**Consigne A**
Mettez à jour l'entretien sur les mères infanticides : réécrivez tout ce qui va de « Marie Claire: Justement, comment » jusqu'à « justesse deux infanticides. », en remplaçant « France 2 » par « France 5 ».
**Consigne B**
D'après l'entretien sur les mères infanticides, dans quel délai les deux jeunes femmes amenées après l'émission ont-elles accouché ?

**Bloc de texte**
# # # # # # #
Odile Verschoot: Quand j'entends dire que ce sont des monstres, je peux vous affirmer, moi, que je n'en ai jamais rencontré. Quant à la violence des propos mis dans la bouche des mères infanticides par Mazarine Pingeot dans son roman « Le Cimetière des poupées », je n'en ai jamais entendu le dixième du quart ! Et chercher à comprendre, ce n'est pas cautionner...

Sophie Marinopoulos: C'est penser l'impensable ! Sinon, on ne fait pas de prévention.

Une solution contre les mères infanticides?

Marie Claire: Justement, comment réduire les infanticides?

Sophie Marinopoulos : En informant. Quelques jours après une intervention sur le déni de grossesse dans une émission de France 2, deux jeunes femmes nous ont été amenées. Elles ont accouché, à terme, dans les 48 heures. Leurs parents, qui avaient vu l'émission, ont deviné que, pour leurs filles, «ça devait être ça». On a évité de justesse deux infanticides.
# # # # # # #
Entrées provenant d'une source de données
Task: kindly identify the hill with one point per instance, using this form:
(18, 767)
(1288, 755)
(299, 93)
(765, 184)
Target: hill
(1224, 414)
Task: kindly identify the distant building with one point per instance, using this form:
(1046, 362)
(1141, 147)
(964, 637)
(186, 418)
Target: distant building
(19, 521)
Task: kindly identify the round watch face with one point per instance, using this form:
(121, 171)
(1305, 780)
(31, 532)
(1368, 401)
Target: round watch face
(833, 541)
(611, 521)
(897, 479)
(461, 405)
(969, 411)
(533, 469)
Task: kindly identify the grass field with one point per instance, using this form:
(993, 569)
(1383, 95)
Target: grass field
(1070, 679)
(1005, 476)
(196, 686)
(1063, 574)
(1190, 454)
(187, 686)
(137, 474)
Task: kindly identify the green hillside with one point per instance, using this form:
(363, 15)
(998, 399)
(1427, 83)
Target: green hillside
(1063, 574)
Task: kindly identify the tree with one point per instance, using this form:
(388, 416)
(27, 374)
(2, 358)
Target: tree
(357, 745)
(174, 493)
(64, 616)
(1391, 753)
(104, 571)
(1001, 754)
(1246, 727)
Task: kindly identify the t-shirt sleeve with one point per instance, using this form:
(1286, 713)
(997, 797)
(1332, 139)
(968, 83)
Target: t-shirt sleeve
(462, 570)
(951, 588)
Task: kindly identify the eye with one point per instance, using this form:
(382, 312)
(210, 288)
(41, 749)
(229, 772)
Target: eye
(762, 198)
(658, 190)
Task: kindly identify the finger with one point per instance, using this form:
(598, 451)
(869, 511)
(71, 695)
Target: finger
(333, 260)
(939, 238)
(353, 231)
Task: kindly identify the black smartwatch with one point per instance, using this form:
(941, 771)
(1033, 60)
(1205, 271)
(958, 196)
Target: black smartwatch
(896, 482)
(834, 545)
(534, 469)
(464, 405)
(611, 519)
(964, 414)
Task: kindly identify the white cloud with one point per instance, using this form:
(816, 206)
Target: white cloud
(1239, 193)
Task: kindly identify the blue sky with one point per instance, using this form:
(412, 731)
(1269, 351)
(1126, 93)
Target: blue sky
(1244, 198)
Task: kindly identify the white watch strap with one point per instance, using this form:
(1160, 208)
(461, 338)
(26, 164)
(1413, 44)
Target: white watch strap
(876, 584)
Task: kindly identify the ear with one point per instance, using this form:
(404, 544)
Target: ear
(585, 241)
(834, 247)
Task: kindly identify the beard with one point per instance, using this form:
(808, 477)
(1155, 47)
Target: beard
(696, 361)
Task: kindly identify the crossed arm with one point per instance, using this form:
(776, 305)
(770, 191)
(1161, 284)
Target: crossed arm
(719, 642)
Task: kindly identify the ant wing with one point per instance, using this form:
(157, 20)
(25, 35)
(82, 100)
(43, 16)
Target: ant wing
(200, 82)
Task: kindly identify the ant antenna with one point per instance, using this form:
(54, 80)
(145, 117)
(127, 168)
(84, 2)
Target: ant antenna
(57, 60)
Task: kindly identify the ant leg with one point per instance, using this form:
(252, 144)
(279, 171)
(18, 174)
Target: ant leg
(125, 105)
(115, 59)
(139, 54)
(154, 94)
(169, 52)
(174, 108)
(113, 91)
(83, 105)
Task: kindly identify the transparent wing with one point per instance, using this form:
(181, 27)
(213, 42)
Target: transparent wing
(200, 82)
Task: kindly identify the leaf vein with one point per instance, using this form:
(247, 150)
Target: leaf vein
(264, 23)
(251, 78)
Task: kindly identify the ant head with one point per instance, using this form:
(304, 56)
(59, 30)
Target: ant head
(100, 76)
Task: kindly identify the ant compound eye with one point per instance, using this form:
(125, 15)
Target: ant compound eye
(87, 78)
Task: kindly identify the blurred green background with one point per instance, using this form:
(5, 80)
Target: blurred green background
# # # # # # #
**Réponse attendue A**
Marie Claire: Justement, comment réduire les infanticides?

Sophie Marinopoulos : En informant. Quelques jours après une intervention sur le déni de grossesse dans une émission de France 5, deux jeunes femmes nous ont été amenées. Elles ont accouché, à terme, dans les 48 heures. Leurs parents, qui avaient vu l'émission, ont deviné que, pour leurs filles, «ça devait être ça». On a évité de justesse deux infanticides.

**Réponse attendue B**
Elles ont accouché, à terme, dans les 48 heures.